* [TEXTE FOURNI]:
◆ ◆ ◆ ◆ ◆

Le petit magasin, la place de marché et le grand méchant Amazon
2 december 2020
Frappés de plein fouet par la crise du covid, les petits commerces désignent Amazon comme la cause de tous leurs maux. De leur côté, les pouvoirs publics veulent administrer de mauvais remèdes à leurs carences en transformation digitale. Si la situation est délicate, elle n’est pas totalement sans espoir, à condition de se poser les bonnes questions.
En cette fin d’année, il plane comme un parfum d’« Amazon bashing » en Europe. Gouvernements, médias, unions de commerçants : tous pointent le géant de Seattle comme le nouveau fossoyeur du commerce de proximité qui viderait les centres-villes de ses boutiques, détruirait des emplois, contribuerait à polluer l’environnement par ses entrepôts et ses invendus, etc.
David vs Goliath?

◆ ◆ ◆ ◆ ◆

[Données de localisation de points]
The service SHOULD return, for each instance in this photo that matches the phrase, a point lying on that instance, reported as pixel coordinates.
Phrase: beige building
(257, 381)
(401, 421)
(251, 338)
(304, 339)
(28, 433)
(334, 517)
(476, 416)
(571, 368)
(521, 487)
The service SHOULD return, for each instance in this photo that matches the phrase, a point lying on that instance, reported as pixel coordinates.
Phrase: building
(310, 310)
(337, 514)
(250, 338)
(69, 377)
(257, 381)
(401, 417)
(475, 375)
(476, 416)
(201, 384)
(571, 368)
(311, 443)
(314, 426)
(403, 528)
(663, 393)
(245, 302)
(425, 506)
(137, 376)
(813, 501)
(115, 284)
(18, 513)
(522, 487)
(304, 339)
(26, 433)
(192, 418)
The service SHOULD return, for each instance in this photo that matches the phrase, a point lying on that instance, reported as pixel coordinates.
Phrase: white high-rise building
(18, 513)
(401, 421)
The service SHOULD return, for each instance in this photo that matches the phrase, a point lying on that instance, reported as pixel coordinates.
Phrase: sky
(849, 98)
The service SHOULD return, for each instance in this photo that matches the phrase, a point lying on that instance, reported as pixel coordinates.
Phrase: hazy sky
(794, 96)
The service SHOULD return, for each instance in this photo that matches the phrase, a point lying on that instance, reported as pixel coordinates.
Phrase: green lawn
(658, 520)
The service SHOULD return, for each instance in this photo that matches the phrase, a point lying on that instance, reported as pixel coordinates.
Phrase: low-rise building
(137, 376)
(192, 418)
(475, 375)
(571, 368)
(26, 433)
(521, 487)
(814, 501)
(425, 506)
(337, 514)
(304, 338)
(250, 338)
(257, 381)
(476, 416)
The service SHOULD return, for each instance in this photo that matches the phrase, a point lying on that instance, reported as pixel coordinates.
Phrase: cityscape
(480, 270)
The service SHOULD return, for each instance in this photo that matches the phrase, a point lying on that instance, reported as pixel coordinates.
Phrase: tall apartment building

◆ ◆ ◆ ◆ ◆

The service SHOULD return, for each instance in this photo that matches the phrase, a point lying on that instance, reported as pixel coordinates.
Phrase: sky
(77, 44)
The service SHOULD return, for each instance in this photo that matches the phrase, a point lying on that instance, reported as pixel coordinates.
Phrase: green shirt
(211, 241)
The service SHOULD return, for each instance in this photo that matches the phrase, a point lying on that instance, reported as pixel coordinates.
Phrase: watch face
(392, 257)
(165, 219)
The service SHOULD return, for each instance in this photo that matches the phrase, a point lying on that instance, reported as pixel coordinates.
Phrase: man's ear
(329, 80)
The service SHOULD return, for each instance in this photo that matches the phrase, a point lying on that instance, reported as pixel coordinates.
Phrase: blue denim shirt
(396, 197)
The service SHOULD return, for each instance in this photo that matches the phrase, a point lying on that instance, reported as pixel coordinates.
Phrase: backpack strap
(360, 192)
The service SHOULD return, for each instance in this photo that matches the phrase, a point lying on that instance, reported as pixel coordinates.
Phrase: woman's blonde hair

◆ ◆ ◆ ◆ ◆

* [TÂCHE 1]:
D'après l'article sur Amazon et le petit commerce, qui désigne le géant de Seattle comme le nouveau fossoyeur du commerce de proximité ?
* [TÂCHE 2]:
Reproduisez à l'identique le passage de l'article sur Amazon et le petit commerce allant de « En cette fin » jusqu'à « ses invendus, etc. ».

* [RÉSULTAT ATTENDU 1]:
Les gouvernements, les médias et les unions de commerçants.

* [RÉSULTAT ATTENDU 2]:
En cette fin d’année, il plane comme un parfum d’« Amazon bashing » en Europe. Gouvernements, médias, unions de commerçants : tous pointent le géant de Seattle comme le nouveau fossoyeur du commerce de proximité qui viderait les centres-villes de ses boutiques, détruirait des emplois, contribuerait à polluer l’environnement par ses entrepôts et ses invendus, etc.